>>>

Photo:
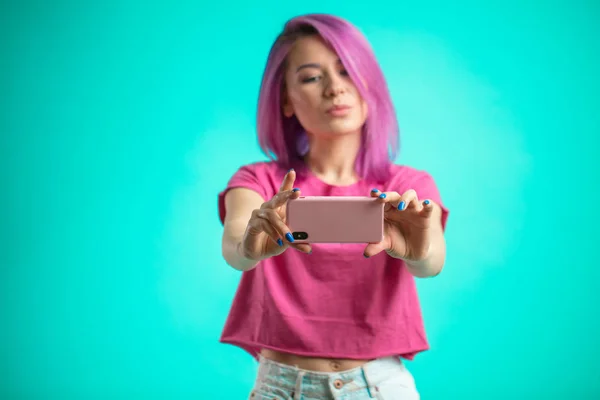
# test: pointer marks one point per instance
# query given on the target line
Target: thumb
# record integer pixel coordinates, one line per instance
(288, 181)
(373, 249)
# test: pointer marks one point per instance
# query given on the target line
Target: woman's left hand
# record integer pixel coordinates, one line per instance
(408, 226)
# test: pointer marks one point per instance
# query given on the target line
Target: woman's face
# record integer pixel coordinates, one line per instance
(319, 91)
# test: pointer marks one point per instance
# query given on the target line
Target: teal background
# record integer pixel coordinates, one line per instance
(121, 121)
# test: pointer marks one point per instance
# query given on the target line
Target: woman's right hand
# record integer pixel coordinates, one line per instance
(267, 234)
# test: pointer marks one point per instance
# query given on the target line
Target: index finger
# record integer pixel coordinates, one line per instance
(281, 198)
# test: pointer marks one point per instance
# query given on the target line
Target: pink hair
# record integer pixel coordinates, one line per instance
(283, 139)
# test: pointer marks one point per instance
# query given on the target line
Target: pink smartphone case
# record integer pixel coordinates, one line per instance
(335, 219)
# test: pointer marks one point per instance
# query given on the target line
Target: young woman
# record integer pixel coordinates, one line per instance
(329, 320)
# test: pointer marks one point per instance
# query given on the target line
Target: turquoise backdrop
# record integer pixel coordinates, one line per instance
(121, 120)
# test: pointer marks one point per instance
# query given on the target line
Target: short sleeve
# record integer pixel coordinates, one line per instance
(248, 177)
(426, 188)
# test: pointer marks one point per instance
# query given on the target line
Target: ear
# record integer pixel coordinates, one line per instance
(286, 106)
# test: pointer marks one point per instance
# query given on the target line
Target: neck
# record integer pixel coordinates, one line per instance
(333, 159)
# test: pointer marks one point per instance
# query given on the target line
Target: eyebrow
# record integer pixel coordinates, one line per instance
(312, 65)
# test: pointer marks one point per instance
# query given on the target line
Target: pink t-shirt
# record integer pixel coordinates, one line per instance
(333, 303)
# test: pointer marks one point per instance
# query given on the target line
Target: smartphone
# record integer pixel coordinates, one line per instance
(335, 219)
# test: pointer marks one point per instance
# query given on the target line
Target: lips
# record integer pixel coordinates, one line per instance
(338, 108)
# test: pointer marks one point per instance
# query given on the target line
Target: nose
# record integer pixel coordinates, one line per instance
(335, 86)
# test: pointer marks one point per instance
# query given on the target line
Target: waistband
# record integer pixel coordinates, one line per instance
(297, 380)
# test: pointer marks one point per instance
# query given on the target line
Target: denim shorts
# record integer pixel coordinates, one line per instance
(384, 379)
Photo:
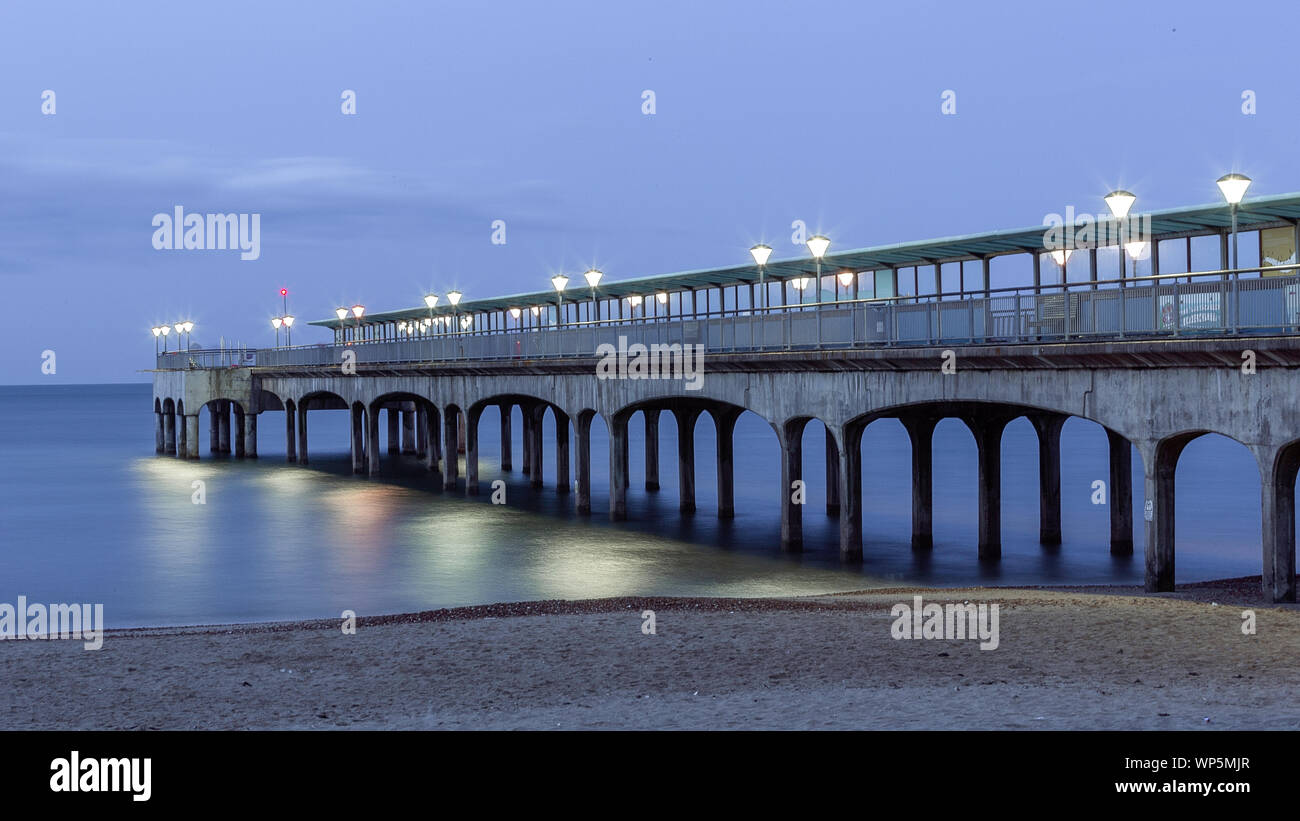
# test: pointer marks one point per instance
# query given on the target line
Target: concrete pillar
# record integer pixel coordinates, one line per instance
(250, 435)
(832, 474)
(792, 472)
(724, 422)
(651, 418)
(1158, 465)
(432, 434)
(168, 422)
(584, 463)
(450, 422)
(215, 428)
(224, 418)
(239, 431)
(1119, 492)
(849, 463)
(191, 435)
(562, 474)
(988, 441)
(472, 452)
(687, 457)
(372, 439)
(1048, 426)
(421, 430)
(506, 459)
(290, 438)
(408, 433)
(528, 438)
(534, 444)
(618, 468)
(358, 418)
(1278, 518)
(921, 431)
(302, 433)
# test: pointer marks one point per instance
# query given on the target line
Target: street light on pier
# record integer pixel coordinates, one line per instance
(818, 246)
(761, 255)
(559, 281)
(1233, 186)
(1119, 202)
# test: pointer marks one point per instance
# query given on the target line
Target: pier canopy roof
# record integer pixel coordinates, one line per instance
(1171, 224)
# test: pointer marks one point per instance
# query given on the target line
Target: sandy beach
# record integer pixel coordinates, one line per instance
(1067, 659)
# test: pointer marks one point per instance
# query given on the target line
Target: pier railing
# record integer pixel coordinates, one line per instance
(1220, 303)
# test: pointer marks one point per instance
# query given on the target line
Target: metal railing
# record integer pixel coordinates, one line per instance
(1220, 303)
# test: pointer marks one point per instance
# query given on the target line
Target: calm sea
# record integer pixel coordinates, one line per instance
(90, 515)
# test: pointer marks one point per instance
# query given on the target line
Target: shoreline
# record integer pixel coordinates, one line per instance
(1244, 590)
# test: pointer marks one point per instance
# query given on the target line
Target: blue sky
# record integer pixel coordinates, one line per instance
(531, 113)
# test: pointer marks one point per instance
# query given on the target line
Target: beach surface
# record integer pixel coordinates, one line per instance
(1087, 659)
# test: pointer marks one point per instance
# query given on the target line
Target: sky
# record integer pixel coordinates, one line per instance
(533, 114)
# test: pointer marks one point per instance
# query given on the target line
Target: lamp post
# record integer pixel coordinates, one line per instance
(593, 278)
(356, 312)
(761, 255)
(1233, 186)
(454, 298)
(1119, 202)
(818, 246)
(559, 281)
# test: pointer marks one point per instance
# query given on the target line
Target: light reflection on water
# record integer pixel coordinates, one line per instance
(94, 517)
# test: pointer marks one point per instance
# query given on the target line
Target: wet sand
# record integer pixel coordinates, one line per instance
(1097, 657)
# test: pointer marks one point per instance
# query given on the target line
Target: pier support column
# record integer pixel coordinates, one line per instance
(685, 457)
(651, 420)
(921, 431)
(191, 437)
(250, 435)
(450, 437)
(408, 431)
(1048, 426)
(1121, 495)
(849, 472)
(224, 418)
(584, 463)
(536, 448)
(792, 496)
(302, 433)
(372, 439)
(988, 441)
(290, 437)
(213, 428)
(169, 433)
(562, 473)
(239, 431)
(434, 452)
(525, 412)
(506, 457)
(724, 422)
(1160, 461)
(358, 418)
(472, 452)
(618, 468)
(421, 430)
(832, 474)
(1278, 509)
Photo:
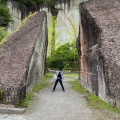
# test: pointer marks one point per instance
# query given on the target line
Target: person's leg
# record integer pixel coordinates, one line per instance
(56, 82)
(61, 84)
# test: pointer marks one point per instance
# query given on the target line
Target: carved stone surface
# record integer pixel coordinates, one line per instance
(22, 57)
(99, 46)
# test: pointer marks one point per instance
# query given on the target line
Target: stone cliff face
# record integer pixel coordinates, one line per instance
(67, 16)
(99, 48)
(22, 57)
(18, 12)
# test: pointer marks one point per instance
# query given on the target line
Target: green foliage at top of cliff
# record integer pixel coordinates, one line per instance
(29, 3)
(5, 16)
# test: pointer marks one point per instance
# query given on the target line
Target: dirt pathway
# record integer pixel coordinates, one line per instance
(58, 105)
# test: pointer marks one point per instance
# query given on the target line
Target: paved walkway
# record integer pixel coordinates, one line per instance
(58, 105)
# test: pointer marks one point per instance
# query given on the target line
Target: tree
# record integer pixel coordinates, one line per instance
(63, 57)
(5, 16)
(3, 33)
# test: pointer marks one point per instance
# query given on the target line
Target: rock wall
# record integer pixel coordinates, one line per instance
(99, 48)
(18, 12)
(67, 17)
(22, 57)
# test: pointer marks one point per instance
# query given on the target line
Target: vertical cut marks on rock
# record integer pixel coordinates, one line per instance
(99, 38)
(24, 53)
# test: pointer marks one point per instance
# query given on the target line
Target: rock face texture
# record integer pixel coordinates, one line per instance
(18, 13)
(99, 48)
(22, 57)
(67, 12)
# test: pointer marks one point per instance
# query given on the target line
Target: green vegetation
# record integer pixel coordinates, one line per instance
(5, 16)
(29, 3)
(64, 56)
(92, 100)
(1, 94)
(36, 88)
(3, 33)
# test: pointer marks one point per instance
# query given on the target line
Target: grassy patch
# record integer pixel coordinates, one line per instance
(92, 100)
(1, 93)
(36, 88)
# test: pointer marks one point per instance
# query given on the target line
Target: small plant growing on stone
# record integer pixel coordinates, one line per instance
(1, 94)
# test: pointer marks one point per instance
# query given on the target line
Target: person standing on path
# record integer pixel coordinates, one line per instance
(59, 75)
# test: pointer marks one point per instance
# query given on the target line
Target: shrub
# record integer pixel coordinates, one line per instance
(3, 33)
(5, 16)
(1, 94)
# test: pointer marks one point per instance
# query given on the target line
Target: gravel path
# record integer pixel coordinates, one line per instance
(58, 105)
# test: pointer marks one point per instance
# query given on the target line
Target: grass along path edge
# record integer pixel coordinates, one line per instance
(43, 83)
(92, 100)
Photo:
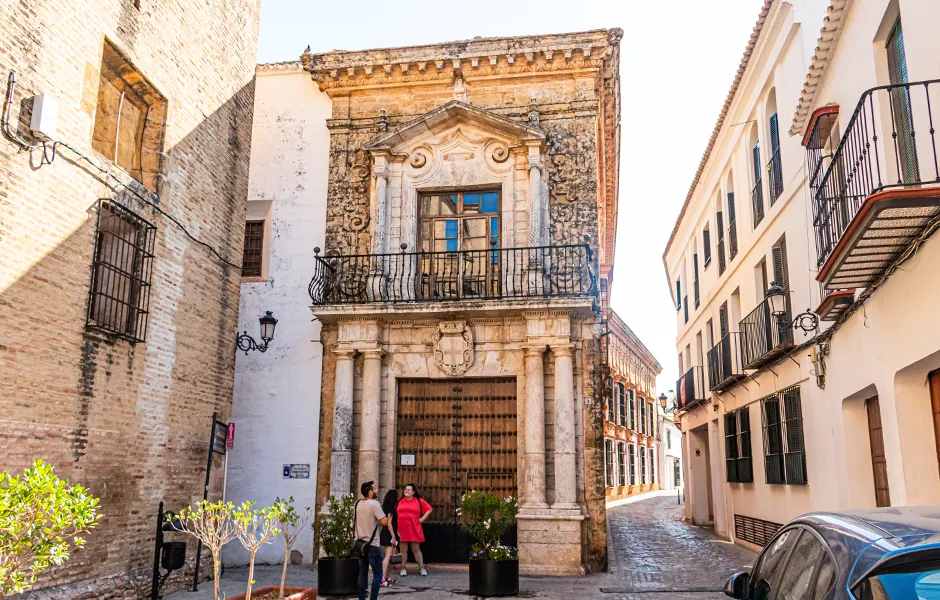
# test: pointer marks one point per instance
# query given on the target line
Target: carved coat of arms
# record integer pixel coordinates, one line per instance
(453, 347)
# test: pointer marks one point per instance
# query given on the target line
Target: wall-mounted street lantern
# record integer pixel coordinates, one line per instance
(666, 405)
(245, 342)
(777, 300)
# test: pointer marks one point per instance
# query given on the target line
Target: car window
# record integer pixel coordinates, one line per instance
(798, 574)
(771, 563)
(913, 581)
(827, 574)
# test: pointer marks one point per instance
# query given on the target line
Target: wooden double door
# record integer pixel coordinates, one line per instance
(455, 435)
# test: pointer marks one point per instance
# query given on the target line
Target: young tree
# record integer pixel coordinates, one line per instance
(212, 524)
(40, 517)
(255, 528)
(291, 523)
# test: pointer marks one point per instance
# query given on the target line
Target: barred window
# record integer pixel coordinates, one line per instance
(738, 446)
(784, 452)
(621, 467)
(609, 400)
(252, 255)
(642, 465)
(652, 467)
(631, 462)
(621, 405)
(119, 294)
(631, 407)
(609, 463)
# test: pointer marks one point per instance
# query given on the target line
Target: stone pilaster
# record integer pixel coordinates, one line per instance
(370, 437)
(534, 490)
(341, 455)
(564, 435)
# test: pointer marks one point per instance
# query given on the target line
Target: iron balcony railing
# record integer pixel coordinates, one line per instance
(725, 361)
(757, 201)
(690, 388)
(879, 150)
(775, 177)
(764, 335)
(498, 273)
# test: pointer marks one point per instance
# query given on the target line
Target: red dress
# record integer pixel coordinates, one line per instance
(409, 515)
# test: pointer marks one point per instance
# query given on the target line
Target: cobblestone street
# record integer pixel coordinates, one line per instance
(654, 555)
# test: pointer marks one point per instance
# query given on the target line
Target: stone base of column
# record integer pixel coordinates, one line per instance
(549, 544)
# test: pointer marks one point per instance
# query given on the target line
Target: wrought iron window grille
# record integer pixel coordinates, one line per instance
(122, 268)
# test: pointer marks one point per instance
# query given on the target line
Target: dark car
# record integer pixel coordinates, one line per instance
(878, 554)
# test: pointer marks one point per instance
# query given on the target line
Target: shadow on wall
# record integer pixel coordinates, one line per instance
(130, 422)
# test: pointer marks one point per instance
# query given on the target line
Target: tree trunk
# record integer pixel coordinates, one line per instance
(251, 575)
(280, 595)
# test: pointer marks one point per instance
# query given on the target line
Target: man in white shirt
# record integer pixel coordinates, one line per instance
(369, 517)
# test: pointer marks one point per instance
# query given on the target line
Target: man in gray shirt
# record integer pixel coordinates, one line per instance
(369, 517)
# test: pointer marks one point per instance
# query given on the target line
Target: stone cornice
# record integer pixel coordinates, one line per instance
(477, 58)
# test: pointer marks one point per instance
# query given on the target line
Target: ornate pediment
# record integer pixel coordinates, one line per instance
(454, 113)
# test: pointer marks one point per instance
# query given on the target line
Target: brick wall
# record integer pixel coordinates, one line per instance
(129, 421)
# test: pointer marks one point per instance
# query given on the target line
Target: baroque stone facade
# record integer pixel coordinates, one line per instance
(534, 122)
(130, 421)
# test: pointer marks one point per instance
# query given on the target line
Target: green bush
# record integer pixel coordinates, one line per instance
(41, 516)
(486, 517)
(335, 527)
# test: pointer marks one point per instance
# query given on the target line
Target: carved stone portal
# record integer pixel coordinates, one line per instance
(453, 348)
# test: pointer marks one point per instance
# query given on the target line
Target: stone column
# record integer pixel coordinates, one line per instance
(565, 443)
(341, 456)
(371, 421)
(534, 490)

<<<

Count the lines in the records that contain the string "hand", matching case exactly, and reply with only that number.

2